[ОТРЫВОК]

......

«ЧЕМУ СВИДЕТЕЛИ МЫ БЫЛИ» (18)

Mar 03, 2024 09:07




МЕМУАРЫ П.Н. МИЛЮКОВА (начало)



П.Н. Милюков с известным революционером, князем П.А. Кропоткиным на Государственном совещании. Москва, 1917 г.

ВЕРНЫЙ «ДЯДЬКА» РЕВОЛЮЦИИ

Под насмешливым заголовком - «Верный сын Императорской России» - П.Н. Милюков посвятил на днях три фельетона «Воспоминаниям» покойного С.Е. Крыжановского.
Читатели «Возрождения» знакомы с этими «Воспоминаниями». По корректурным листам у нас были уже воспроизведены наиболее интересные места этой замечательной книги, написанной искренне и с редкою независимостью суждений.
«Независимость суждений» и острый «ум» Крыжановского П.Н. Милюков признает. Но тогда, как сам автор книги сделал из своих воспоминаний, написанных им уже в эмиграции и для себя, категорический вывод: только старый Императорский строй, при всех своих теневых сторонах, был строем, единственно для России возможным и нужным, «с падением его не стало и России», - П.Н. Милюков, со свойственным ему политическим упрямством, силится вывернуть истину наизнанку. Он хочет показать, будто Крыжановский «топит» своими воспоминаниями старую Россию; пробует подсунуть Крыжановскому безповоротное осуждение нашего прошлого. Делается это двумя приемами: 1) подбором ядовитых стрел, пускаемых в изобилии, вовсе не добряком Крыжановским и 2) собственными милюковскими изворотами.
У любого политического деятеля, любой страны, всегда легко набрать из «Воспоминаний» (разве уж они безнадежно - пресно-безцветны) сколько угодно желчных выходок и мефистофельских суждений о делах, а в особенности о людях его эпохи. То, что сказано положительного, попробуют замолчать; и выводы получатся - сокрушающие!
Не вспоминал разве Ллойд-Джордж, как Клемансо, придя на совещание с ним после долгого спора с Пуанкарэ, в бешенстве сказал ему, англичанину: уступите мне для Франции вашего короля и берите себе нашего президента… - Заключать ли из этого, будто Пуанкарэ был дрянью, а Клемансо монархистом?
Еще более желчные слова бросались Клемансо по адресу французских палат во время войны. Что же, - Клемансо был «реакционером»? Нет. Так же не был «тайным кадетом» и Крыжановский, хоть и хочется Милюкову нас в этом уверить.
Крыжановский был практическим политиком, очень умным, только без настоящей почвенной цельности. Но все же политика не была для него, как для Милюкова, игрой в живые шахматы с очередным противником. Императорская Россия была, все же, для него родиной, с многовековым прошлым, - а не безразличной ареной борьбы «правительства с кадетской партией».

......

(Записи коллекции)
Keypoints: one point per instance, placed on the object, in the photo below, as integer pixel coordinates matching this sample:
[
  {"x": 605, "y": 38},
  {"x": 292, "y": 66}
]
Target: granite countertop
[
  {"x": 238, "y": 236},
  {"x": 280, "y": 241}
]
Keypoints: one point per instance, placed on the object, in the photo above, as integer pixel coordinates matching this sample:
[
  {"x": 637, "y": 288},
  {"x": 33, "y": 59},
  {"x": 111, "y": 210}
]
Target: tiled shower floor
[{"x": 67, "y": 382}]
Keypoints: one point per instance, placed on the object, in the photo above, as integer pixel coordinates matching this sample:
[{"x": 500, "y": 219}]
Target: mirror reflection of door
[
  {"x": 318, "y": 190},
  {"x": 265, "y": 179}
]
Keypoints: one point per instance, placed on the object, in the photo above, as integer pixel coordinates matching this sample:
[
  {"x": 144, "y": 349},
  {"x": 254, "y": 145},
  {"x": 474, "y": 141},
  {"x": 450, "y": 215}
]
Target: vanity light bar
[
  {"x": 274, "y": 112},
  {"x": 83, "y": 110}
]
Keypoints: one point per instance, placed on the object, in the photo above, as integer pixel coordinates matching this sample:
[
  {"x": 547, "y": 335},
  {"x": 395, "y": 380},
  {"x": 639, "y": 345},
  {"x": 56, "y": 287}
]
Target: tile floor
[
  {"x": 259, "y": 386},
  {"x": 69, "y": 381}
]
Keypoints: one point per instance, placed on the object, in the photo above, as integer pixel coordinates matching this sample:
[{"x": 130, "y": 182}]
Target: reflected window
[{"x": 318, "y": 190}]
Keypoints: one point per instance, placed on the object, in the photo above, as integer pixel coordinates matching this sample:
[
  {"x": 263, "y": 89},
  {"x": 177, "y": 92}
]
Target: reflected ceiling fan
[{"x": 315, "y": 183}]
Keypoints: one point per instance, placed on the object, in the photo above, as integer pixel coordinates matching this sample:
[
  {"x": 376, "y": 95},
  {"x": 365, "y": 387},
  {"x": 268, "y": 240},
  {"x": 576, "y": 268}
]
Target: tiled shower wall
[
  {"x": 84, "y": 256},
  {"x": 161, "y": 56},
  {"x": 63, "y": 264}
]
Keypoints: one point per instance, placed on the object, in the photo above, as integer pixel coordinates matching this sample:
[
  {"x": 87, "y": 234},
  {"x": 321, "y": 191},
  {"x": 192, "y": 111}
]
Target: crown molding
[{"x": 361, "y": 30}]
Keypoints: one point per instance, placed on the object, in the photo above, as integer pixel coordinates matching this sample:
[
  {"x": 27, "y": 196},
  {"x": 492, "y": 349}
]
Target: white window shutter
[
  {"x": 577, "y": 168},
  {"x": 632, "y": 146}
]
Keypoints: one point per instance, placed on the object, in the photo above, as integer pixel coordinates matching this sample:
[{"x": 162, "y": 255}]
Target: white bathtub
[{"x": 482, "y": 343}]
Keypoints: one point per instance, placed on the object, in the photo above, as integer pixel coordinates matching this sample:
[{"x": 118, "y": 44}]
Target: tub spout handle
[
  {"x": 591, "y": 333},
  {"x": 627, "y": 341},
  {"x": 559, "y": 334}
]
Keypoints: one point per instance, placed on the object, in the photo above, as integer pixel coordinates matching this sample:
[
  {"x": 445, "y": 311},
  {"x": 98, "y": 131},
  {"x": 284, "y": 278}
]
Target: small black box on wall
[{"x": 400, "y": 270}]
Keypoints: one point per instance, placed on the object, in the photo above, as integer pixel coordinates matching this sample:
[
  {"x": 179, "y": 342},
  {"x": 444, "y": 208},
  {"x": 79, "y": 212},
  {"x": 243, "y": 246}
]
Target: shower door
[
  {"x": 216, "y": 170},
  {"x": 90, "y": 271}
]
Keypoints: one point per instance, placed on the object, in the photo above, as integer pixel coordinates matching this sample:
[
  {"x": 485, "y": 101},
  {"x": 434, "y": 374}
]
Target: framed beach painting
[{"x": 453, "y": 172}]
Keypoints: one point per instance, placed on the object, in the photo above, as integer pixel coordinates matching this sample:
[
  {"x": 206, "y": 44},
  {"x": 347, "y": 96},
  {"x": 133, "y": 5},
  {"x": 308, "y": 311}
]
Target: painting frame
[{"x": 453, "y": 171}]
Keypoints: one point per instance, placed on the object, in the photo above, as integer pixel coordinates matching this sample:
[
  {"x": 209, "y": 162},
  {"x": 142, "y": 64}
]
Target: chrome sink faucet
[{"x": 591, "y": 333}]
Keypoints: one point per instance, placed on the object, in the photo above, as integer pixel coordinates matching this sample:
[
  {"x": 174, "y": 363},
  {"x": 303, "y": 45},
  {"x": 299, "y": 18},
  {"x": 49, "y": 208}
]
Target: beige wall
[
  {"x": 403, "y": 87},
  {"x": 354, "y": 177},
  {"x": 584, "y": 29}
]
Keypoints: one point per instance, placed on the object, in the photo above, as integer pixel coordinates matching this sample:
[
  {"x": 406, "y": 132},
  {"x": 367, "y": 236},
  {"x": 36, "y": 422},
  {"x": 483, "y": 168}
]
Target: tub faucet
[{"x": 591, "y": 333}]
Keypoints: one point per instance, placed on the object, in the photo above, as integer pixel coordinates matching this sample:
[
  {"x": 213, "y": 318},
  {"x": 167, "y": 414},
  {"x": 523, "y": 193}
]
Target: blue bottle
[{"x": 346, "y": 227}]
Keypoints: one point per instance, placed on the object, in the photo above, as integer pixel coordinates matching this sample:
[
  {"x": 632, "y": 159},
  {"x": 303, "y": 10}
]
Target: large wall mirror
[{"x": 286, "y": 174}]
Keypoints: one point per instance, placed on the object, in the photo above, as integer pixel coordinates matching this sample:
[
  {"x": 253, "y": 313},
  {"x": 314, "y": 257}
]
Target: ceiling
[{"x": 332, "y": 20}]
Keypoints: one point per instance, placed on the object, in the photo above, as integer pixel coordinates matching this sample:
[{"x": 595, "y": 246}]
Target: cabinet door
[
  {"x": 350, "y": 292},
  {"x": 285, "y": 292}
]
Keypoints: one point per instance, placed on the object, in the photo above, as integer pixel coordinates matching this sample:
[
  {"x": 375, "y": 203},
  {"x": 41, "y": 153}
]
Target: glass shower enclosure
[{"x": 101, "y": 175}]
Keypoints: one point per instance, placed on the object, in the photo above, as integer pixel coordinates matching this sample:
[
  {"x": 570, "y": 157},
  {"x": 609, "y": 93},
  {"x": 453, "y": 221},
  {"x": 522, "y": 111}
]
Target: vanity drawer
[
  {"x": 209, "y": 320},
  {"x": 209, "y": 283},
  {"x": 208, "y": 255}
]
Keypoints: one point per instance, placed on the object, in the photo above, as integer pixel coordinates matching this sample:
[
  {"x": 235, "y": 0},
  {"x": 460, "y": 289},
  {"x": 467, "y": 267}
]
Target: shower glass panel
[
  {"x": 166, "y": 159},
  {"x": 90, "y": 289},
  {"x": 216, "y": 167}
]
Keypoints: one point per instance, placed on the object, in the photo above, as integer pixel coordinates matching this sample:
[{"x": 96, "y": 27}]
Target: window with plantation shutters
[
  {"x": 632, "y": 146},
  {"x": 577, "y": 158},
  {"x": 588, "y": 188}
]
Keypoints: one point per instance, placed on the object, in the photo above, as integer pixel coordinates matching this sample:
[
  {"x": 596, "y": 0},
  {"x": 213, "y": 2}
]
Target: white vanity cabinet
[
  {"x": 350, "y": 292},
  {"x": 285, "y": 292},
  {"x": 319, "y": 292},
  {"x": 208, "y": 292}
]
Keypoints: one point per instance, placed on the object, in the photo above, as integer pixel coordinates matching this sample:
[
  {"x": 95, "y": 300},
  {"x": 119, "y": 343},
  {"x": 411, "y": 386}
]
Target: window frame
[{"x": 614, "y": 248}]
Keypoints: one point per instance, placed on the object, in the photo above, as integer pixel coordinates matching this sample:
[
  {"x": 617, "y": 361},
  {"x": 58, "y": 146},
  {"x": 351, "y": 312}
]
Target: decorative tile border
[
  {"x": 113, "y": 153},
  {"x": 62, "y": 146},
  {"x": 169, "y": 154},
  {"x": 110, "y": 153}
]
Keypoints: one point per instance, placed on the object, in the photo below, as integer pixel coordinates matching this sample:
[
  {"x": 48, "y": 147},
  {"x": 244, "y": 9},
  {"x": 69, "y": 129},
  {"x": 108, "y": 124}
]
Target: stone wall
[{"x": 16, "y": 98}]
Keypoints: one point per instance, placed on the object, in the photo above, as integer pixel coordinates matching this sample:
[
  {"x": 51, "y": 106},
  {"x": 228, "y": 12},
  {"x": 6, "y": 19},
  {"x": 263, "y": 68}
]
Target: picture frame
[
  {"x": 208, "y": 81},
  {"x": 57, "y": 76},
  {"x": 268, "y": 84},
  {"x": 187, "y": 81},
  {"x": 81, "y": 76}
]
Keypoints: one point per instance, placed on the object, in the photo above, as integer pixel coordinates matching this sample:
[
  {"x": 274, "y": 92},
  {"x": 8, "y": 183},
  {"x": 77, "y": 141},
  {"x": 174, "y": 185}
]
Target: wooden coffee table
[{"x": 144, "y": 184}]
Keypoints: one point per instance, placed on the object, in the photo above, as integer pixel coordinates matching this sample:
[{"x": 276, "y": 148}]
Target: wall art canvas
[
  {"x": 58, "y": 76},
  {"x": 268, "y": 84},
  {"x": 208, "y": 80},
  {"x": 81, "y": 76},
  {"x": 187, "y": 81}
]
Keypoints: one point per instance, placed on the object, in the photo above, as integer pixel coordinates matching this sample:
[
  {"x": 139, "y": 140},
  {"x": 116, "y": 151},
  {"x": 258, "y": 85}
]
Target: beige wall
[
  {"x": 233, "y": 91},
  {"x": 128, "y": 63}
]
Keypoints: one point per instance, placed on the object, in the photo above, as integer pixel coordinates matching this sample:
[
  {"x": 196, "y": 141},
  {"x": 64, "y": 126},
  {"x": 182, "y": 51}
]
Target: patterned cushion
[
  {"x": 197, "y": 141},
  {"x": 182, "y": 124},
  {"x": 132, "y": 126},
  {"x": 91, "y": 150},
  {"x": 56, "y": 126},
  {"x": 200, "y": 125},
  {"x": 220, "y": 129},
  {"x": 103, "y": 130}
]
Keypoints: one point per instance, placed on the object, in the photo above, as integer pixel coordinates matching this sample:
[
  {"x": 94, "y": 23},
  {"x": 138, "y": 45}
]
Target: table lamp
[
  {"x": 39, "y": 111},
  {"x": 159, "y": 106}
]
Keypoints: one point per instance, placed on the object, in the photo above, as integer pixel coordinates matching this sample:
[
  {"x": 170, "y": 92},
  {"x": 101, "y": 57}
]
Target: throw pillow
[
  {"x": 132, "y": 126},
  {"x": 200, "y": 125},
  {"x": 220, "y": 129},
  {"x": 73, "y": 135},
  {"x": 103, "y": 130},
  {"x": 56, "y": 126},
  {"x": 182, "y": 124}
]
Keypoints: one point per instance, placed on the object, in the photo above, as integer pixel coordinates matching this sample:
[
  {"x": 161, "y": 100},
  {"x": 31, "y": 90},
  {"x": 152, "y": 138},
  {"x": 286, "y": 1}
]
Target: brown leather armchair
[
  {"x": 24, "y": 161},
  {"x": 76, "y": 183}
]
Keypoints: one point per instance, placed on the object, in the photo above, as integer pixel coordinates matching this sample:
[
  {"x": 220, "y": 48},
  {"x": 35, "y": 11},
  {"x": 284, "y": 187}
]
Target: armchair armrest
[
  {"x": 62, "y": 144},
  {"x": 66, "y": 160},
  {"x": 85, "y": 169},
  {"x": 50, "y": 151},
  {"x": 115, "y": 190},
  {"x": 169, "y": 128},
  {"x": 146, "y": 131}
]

......

[ЗАДАЧИ]
• a. Перепиши дословно из статьи о Милюкове кусок, который начинается со слов «Под насмешливым заголовком» и идёт до слов «редкою независимостью суждений.» включительно.
• b. Назови всех людей, которых статья о Милюкове упоминает по фамилии.
• c. Допиши статью о Милюкове дальше, начиная сразу после её последнего предложения.

[ОЖИДАЕМЫЕ ОТВЕТЫ]
• a.
Под насмешливым заголовком - «Верный сын Императорской России» - П.Н. Милюков посвятил на днях три фельетона «Воспоминаниям» покойного С.Е. Крыжановского.
Читатели «Возрождения» знакомы с этими «Воспоминаниями». По корректурным листам у нас были уже воспроизведены наиболее интересные места этой замечательной книги, написанной искренне и с редкою независимостью суждений.

• b. П.Н. Милюков, П.А. Кропоткин, С.Е. Крыжановский, Ллойд-Джордж, Клемансо, Пуанкарэ

• c.
Сергей Ефимович Крыжановский (1862-1935) - окончил юридический факультет С.-Петербургского университета. В студенческие годы принадлежал к радикальному кружку В.И. Вернадского, И.М. Гревса и др. Чиновник в судебных учреждениях (1885-1896). Перешел в Министерство внутренних дел (1896). Товарищ министра внутренних дел (1906-1911). Сотрудник П.Н. Дурново и П.А. Столыпина. Сенатор (1906). Автор Закона о Государственной думе от 3 июня 1907 г., Государственном Совете и Совете министров. В 1911-1916 гг. его кандидатура неоднократно предлагалась на должность министра внутренних дел, но неизменно отвергалась Государем, проявлявшим к нему личное недоверие в связи с деятельностью Крыжановского в 1904-1911 гг. в области законотворчества. Тайный советник (1907). Последний Государственный секретарь Российской Империи (1911-1917). Член Государственного Совета (1.1.1917). В марте 1917 г. был арестован. В эмиграции. Редактировал «Русскую летопись» (Париж). «Воспоминания» вышли в Берлине (Б.г.). Скончался в Париже.

Последнее Царствование, ясно и для Крыжановского, - вытекало из обоих предшествовавших: преобразовательной «горячки» Императора Александра II и тормозящей паузы Александра III.
Внутренне настроенный консервативно, в духе Своего Отца, Император Николай II в делах следовал, однако, пути Своего Деда-Преобразователя.
И Государем было достигнуто многое!
1) громадный рост народного просвещения;
2) громадный рост народного достатка;
3) широко двинуто крестьянское землеустройство (второе «освобождение деревни);
и, наконец,
4) дано народное представительство.
Для одного Царствования, - при медлительных русских народных темпах, было достаточно. Но для интеллигентского мысленного «галопа» казалось мало.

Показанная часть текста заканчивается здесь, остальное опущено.